> **Consigne**: Réécris toutes les lignes des enregistrements ci-dessous sous forme de tableau Markdown à deux colonnes, « N° » et « Ligne ». Numérote chaque ligne et omets les lignes vides.

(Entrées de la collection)
━━━
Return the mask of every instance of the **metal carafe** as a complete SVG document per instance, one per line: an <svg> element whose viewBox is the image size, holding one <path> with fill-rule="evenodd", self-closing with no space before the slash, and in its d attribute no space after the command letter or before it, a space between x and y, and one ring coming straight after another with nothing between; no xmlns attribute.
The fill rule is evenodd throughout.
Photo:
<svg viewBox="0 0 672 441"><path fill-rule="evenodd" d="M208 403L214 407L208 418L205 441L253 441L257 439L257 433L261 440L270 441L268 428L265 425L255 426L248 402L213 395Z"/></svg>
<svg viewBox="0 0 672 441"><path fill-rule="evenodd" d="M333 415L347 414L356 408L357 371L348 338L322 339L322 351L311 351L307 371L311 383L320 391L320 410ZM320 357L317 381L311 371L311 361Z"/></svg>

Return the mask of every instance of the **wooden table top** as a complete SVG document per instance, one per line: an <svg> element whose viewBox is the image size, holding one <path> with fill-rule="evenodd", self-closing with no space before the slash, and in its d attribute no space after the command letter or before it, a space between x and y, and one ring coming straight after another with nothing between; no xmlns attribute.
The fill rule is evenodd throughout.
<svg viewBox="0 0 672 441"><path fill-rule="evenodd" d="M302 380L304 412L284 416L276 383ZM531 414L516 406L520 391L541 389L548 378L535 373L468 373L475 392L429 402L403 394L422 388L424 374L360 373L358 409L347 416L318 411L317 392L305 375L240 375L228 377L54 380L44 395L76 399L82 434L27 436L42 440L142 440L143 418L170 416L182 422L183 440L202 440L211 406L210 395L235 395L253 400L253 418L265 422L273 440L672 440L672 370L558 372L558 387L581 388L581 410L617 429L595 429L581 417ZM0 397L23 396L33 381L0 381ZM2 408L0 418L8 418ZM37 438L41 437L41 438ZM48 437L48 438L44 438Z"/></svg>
━━━
> **Résultat final**:
| N° | Ligne |
|---|---|
| 1 | Return the mask of every instance of the **metal carafe** as a complete SVG document per instance, one per line: an <svg> element whose viewBox is the image size, holding one <path> with fill-rule="evenodd", self-closing with no space before the slash, and in its d attribute no space after the command letter or before it, a space between x and y, and one ring coming straight after another with nothing between; no xmlns attribute. |
| 2 | The fill rule is evenodd throughout. |
| 3 | Photo: |
| 4 | <svg viewBox="0 0 672 441"><path fill-rule="evenodd" d="M208 403L214 407L208 418L205 441L253 441L257 439L257 433L261 440L270 441L268 428L265 425L255 426L248 402L213 395Z"/></svg> |
| 5 | <svg viewBox="0 0 672 441"><path fill-rule="evenodd" d="M333 415L347 414L356 408L357 371L348 338L322 339L322 351L311 351L307 371L311 383L320 391L320 410ZM320 357L317 381L311 371L311 361Z"/></svg> |
| 6 | Return the mask of every instance of the **wooden table top** as a complete SVG document per instance, one per line: an <svg> element whose viewBox is the image size, holding one <path> with fill-rule="evenodd", self-closing with no space before the slash, and in its d attribute no space after the command letter or before it, a space between x and y, and one ring coming straight after another with nothing between; no xmlns attribute. |
| 7 | The fill rule is evenodd throughout. |
| 8 | <svg viewBox="0 0 672 441"><path fill-rule="evenodd" d="M302 380L304 412L284 416L276 383ZM531 414L516 406L520 391L541 389L548 378L535 373L468 373L475 392L429 402L403 394L422 388L424 374L360 373L358 409L347 416L318 411L317 392L305 375L240 375L228 377L54 380L44 395L76 399L82 434L27 436L42 440L142 440L143 418L170 416L182 422L183 440L202 440L211 406L210 395L235 395L253 400L253 418L265 422L273 440L672 440L672 370L558 372L558 387L581 388L581 410L617 429L595 429L581 417ZM0 397L23 396L33 381L0 381ZM2 408L0 418L8 418ZM37 438L41 437L41 438ZM48 437L48 438L44 438Z"/></svg> |